▶ [TO BE DONE]
**a.** Transcribe the part of the table geometry excerpt that opens with the words containing "The stage also" and closes with "match the object.".
**b.** Write a continuation of the table geometry excerpt, picking up after its final line.

The stage also handles table geometry. If meta/<motion_id>.pkl contains table_pos and table_quat, the _ha/meta/ output keeps table_pos, table_quat, and table_size. The parser default for --table_size is [1.5, 0.7, 0.04] meters. The code also includes logic to adjust the table to reduce lower-body/table intersection in some cases: it uses forward kinematics from skeleton metadata, checks whether lower-body segments intersect the table plane, and shifts the table along the y-axis if needed. As a beginner, you usually do not need to tune this immediately. Just remember that the table is not decorative. It is geometry used by pickup-from-table tasks, so a bad table pose can teach the robot to grasp from a surface that does not match the object.

--lift_threshold: When Is the Object Lifted?

▶ [DATA PROVIDED]

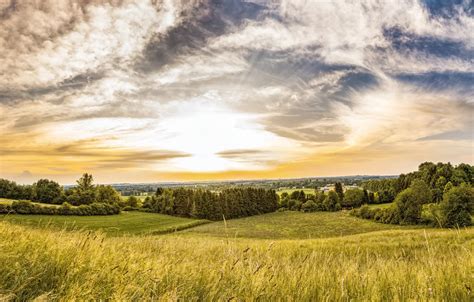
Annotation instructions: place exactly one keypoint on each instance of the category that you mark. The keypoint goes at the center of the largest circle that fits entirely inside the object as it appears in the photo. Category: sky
(185, 90)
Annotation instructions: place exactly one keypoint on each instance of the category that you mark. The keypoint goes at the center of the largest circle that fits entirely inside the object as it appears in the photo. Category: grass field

▶ [RESULTS BY TASK]
**a.**
The stage also handles table geometry. If meta/<motion_id>.pkl contains table_pos and table_quat, the _ha/meta/ output keeps table_pos, table_quat, and table_size. The parser default for --table_size is [1.5, 0.7, 0.04] meters. The code also includes logic to adjust the table to reduce lower-body/table intersection in some cases: it uses forward kinematics from skeleton metadata, checks whether lower-body segments intersect the table plane, and shifts the table along the y-axis if needed. As a beginner, you usually do not need to tune this immediately. Just remember that the table is not decorative. It is geometry used by pickup-from-table tasks, so a bad table pose can teach the robot to grasp from a surface that does not match the object.

**b.**
The wrapper default for --lift_threshold is 0.02, or 2 cm. When --grasp_from_lift is enabled, process.py reads object_motion[f]["root_pos"][:, 0, 2], stores the initial z value, and finds the first frame satisfying:

obj_z > initial_z + lift_threshold

That frame becomes lift_frame. If no frame crosses the threshold and --skip_no_lift is enabled, the motion is skipped. That is why logs can say "object never lifted above 0.02m".

A 2 cm threshold is reasonable for pickup because it prevents tiny z-axis noise from being treated as a real lift. But it is not universal. If the object is very small, the reconstruction is slightly low, or the task is sliding rather than lifting, understand the task before lowering the threshold.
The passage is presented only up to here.